Given problem:
Could you find every line in the listing below that contains the word "person" and copy each of those lines?

Exercise material:
··········
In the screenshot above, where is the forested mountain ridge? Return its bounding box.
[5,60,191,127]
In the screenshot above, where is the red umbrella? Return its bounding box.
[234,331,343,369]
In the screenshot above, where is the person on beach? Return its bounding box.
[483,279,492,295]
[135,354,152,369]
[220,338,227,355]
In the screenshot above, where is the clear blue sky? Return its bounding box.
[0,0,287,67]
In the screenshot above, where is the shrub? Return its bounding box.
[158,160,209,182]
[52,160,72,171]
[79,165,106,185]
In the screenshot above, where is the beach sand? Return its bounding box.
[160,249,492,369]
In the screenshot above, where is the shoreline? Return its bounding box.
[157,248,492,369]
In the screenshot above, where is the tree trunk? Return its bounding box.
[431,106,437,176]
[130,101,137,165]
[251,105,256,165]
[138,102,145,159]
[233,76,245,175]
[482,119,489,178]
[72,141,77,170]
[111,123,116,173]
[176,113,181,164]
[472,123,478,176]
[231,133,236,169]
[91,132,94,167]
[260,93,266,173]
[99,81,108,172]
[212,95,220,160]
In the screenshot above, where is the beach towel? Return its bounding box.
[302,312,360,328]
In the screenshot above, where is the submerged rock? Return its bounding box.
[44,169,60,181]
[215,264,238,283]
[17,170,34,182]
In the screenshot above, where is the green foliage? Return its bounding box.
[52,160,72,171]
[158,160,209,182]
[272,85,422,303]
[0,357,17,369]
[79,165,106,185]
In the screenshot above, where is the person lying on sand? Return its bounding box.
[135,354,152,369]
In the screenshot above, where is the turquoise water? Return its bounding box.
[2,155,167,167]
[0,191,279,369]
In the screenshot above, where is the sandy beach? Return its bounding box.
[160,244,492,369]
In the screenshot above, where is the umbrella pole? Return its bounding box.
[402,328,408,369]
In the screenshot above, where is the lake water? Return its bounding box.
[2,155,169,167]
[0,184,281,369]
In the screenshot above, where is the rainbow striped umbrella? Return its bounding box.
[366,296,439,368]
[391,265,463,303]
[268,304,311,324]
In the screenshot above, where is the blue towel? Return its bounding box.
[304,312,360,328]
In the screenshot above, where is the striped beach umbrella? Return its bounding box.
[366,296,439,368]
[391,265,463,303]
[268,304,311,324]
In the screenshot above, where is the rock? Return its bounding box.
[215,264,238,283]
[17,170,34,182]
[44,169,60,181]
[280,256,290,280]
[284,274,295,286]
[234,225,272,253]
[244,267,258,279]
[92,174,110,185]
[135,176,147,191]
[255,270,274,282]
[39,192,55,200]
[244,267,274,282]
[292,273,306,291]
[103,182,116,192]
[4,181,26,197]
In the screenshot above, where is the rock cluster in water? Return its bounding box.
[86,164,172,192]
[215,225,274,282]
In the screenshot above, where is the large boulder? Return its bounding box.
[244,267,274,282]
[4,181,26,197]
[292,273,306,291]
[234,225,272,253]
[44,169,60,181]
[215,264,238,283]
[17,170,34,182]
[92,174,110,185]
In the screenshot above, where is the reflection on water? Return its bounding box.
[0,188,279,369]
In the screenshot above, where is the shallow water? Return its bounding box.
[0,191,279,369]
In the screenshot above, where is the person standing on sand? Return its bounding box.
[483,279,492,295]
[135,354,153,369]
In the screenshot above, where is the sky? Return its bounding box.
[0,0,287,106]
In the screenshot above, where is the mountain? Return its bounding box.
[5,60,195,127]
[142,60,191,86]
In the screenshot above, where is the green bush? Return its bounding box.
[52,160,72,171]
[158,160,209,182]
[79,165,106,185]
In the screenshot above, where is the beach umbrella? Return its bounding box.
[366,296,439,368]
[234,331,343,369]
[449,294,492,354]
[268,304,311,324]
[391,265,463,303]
··········
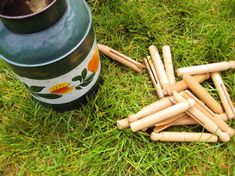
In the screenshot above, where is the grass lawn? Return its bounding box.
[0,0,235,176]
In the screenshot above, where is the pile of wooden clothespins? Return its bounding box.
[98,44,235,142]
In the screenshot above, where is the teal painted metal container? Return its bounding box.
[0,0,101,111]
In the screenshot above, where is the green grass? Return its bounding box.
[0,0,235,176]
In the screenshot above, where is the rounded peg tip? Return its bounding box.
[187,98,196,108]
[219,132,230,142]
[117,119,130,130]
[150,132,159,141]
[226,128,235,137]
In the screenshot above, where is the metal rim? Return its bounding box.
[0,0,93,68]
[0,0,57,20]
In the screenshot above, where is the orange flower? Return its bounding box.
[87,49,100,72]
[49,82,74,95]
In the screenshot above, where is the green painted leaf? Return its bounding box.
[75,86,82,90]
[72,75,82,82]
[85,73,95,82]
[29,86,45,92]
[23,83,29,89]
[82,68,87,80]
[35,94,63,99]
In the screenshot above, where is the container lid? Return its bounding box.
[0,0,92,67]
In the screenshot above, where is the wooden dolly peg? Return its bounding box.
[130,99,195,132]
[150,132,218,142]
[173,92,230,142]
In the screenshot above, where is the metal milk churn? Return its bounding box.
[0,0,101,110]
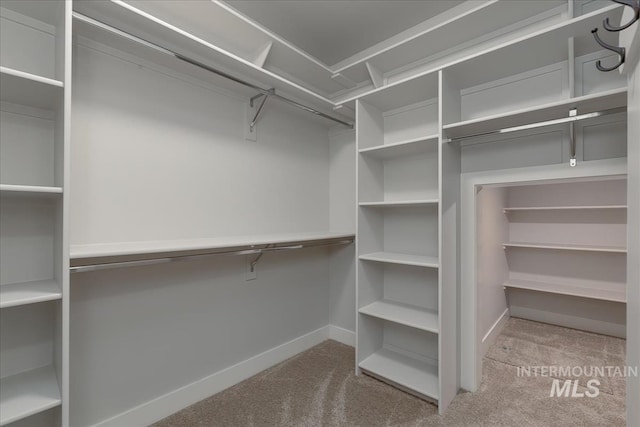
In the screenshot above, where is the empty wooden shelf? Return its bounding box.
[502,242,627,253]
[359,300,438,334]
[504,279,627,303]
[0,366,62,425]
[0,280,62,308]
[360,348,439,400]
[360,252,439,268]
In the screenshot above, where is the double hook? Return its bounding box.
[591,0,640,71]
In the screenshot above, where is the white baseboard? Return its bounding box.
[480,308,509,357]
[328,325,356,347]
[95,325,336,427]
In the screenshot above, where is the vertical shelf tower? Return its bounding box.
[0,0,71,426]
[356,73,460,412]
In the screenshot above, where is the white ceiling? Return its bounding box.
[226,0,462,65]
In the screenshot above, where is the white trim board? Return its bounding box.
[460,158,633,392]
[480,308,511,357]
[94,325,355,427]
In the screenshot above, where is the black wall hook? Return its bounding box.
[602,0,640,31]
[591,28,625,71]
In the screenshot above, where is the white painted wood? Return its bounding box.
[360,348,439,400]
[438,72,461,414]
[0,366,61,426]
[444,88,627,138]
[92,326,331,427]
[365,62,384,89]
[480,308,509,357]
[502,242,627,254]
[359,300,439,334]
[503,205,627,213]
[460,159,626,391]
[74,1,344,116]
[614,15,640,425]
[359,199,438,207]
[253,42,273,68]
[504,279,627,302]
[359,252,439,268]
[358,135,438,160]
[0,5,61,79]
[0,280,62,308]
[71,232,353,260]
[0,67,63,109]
··········
Written answer:
In the screenshot above, where is the person on beach? Return its bounding box.
In the screenshot above, where is the person lying on sand? Return its bounding box.
In the screenshot above, where is the person standing on sand? Return its bounding box.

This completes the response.